> [Task to complete]
Reproduce exactly the stretch of lines running from the line with "pot in this photo, one per instance." to the end of the entries below.

*** Entries supplied Section Begins ***

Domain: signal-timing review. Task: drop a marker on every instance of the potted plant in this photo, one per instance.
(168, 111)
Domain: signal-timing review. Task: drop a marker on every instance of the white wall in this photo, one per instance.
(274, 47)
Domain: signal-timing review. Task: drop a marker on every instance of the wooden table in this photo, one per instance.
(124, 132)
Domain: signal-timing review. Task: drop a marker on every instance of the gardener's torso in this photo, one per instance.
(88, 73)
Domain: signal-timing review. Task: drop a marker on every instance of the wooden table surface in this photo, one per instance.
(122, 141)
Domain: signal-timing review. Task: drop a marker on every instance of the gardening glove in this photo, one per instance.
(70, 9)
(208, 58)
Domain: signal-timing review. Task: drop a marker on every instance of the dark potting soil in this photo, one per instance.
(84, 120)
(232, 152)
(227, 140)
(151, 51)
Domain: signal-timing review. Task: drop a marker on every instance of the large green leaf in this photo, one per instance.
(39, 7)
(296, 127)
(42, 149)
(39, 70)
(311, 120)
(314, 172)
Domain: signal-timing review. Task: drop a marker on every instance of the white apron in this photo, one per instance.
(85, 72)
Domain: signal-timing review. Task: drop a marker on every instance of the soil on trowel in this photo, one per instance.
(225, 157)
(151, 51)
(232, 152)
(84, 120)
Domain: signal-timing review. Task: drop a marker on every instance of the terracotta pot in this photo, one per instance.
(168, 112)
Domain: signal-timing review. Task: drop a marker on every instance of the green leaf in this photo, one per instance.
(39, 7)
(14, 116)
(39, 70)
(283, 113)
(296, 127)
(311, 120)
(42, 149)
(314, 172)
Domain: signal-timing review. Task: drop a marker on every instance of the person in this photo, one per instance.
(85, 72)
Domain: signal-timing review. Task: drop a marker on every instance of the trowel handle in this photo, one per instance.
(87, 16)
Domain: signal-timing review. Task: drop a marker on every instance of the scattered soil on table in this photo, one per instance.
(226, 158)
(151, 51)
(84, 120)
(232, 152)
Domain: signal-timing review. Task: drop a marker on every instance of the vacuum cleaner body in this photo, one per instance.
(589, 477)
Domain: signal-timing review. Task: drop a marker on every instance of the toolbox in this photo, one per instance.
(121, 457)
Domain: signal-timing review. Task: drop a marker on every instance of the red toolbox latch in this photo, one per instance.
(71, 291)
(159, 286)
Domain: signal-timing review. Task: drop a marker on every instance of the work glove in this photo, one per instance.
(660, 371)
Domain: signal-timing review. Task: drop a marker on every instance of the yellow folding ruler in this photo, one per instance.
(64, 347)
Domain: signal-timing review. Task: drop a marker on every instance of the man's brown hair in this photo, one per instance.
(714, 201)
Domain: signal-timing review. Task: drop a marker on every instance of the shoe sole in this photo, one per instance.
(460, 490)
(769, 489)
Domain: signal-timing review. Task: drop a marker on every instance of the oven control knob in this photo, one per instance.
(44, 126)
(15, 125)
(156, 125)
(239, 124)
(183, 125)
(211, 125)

*** Entries supplied Section Ends ***

> [Output]
Domain: signal-timing review. Task: drop a marker on every instance of the terracotta pot in this photo, one per instance.
(168, 112)
Domain: signal-timing review. Task: drop a marker on every instance of the green leaf in this photo, one per instance.
(39, 7)
(14, 116)
(39, 70)
(283, 113)
(296, 127)
(311, 120)
(42, 149)
(314, 172)
Domain: signal-timing review. Task: drop a marker on every instance of the person in this photo, one per instance.
(85, 72)
Domain: signal-timing review. Task: drop a marker on every instance of the trowel handle in this photo, one per instance.
(87, 16)
Domain: signal-timing review. Task: drop a marker on every instance of the scattered soil on table in this photo, one per instance.
(226, 158)
(151, 51)
(84, 120)
(232, 152)
Domain: signal-timing review. Task: drop a marker on every instance of the vacuum cleaner body in this photo, one per instance.
(589, 477)
Domain: signal-timing review. Task: drop a marker on every instance of the toolbox in this photo, one per instance.
(121, 457)
Domain: signal-timing review. Task: drop a marker on every instance of the red toolbox latch in this photo, one per instance.
(71, 291)
(159, 286)
Domain: signal-timing review. Task: drop a marker on every instance of the work glove in this photo, one per instance.
(660, 371)
Domain: signal-timing review. Task: drop a marker on every instance of the yellow folding ruler in this photo, one per instance.
(64, 347)
Domain: signal-timing review. Task: drop a marker on every instance of the man's brown hair in this photo, one per instance.
(714, 201)
Domain: signal-timing review. Task: drop a marker on every instance of the shoe sole in this photo, one per instance.
(460, 490)
(769, 489)
Domain: signal-timing review. Task: drop a marker on every instance of the oven control knob in this photo, one per instance.
(44, 126)
(15, 125)
(156, 125)
(239, 124)
(183, 125)
(211, 125)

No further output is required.